• [SHORT TASK]:
Turn the lines from the one containing "For each instance of the red" through the one containing "442], [978, 451]]", both included, into a numbered list, omitting any blank lines.

Rows from a point annotation set
****

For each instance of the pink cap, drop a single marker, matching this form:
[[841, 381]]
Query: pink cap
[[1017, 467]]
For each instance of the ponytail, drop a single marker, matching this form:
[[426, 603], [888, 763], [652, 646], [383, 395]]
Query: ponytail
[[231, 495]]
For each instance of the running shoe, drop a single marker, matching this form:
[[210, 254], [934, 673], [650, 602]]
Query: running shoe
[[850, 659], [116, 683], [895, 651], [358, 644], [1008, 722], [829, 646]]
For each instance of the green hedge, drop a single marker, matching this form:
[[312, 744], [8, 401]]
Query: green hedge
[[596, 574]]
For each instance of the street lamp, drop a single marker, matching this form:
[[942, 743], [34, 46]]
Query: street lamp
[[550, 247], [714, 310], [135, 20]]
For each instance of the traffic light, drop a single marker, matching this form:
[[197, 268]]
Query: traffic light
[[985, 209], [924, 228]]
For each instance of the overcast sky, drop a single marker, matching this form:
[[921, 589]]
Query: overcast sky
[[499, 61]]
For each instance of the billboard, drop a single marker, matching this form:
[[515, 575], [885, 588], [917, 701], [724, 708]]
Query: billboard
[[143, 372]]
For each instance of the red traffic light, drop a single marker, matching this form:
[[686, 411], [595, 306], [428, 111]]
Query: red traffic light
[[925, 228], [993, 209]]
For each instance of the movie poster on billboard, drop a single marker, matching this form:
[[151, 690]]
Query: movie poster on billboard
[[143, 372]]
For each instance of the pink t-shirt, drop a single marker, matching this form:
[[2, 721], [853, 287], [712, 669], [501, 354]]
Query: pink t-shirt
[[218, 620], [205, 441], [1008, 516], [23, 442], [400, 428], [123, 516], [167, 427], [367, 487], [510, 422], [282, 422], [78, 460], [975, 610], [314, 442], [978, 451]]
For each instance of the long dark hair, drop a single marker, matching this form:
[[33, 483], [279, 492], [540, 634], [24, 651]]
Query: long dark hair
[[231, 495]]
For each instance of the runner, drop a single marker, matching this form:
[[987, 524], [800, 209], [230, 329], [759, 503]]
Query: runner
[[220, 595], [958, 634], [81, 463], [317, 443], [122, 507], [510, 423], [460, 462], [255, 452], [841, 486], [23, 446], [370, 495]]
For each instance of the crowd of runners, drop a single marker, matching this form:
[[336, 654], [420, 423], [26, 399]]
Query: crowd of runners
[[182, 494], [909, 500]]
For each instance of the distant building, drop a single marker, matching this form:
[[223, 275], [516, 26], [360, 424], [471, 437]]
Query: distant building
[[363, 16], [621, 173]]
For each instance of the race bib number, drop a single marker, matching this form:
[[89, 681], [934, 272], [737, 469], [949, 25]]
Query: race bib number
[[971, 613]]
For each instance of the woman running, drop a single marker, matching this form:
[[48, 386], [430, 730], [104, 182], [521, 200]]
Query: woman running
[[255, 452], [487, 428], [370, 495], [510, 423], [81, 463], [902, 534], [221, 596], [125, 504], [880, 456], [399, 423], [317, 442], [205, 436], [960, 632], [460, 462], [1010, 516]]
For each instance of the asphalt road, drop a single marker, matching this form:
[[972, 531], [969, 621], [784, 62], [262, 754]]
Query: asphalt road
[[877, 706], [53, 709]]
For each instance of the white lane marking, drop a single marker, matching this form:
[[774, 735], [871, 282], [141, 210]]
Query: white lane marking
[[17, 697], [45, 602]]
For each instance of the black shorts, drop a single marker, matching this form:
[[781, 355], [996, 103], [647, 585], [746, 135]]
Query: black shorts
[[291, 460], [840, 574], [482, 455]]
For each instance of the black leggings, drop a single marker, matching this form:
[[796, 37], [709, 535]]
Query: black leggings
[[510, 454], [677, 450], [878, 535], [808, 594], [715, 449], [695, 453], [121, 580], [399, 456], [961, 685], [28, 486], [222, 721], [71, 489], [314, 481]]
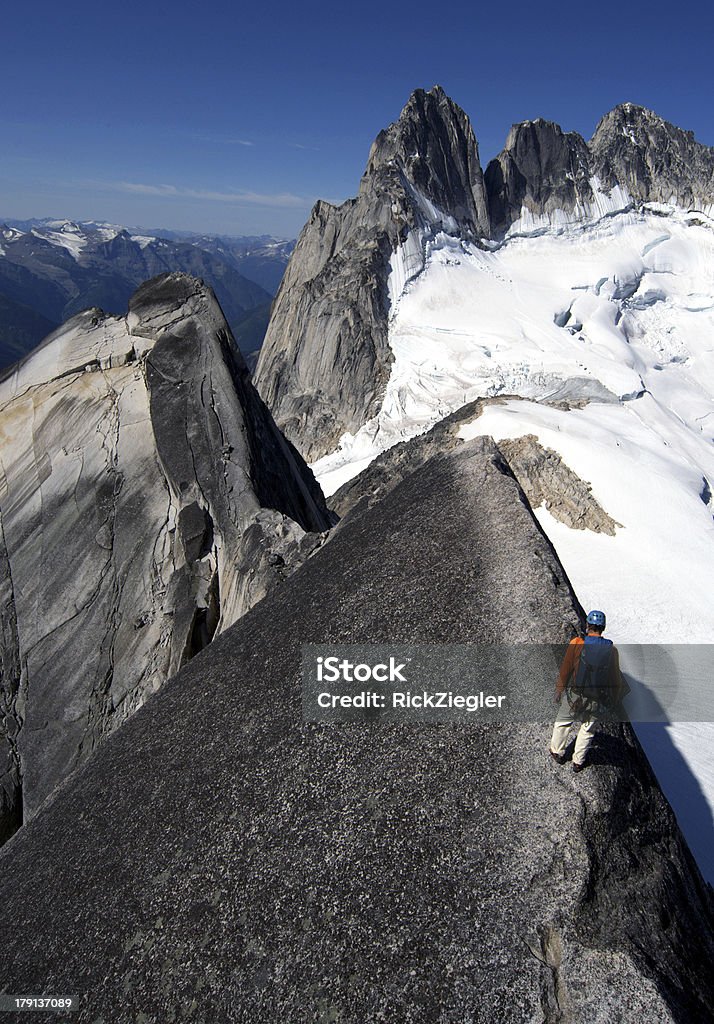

****

• [PROBLEM SOLUTION]:
1. For each instance of the red traffic light, drop a single marker, matching this form:
2. [[686, 411], [595, 306], [428, 111]]
3. Query: red traffic light
4. [[925, 228], [993, 209]]
5. For each instance of the movie poster on billboard, drop a single marker, matching this form:
6. [[151, 690]]
7. Query: movie poster on billboard
8. [[143, 372]]
9. For each instance of the pink t-shirt, drop a single marker, matching this form:
10. [[2, 721], [853, 287], [712, 669], [501, 354]]
11. Query: pink t-shirt
12. [[218, 620], [205, 441], [1008, 516], [23, 442], [400, 428], [123, 516], [167, 427], [367, 487], [510, 422], [282, 422], [78, 460], [975, 610], [314, 442], [978, 451]]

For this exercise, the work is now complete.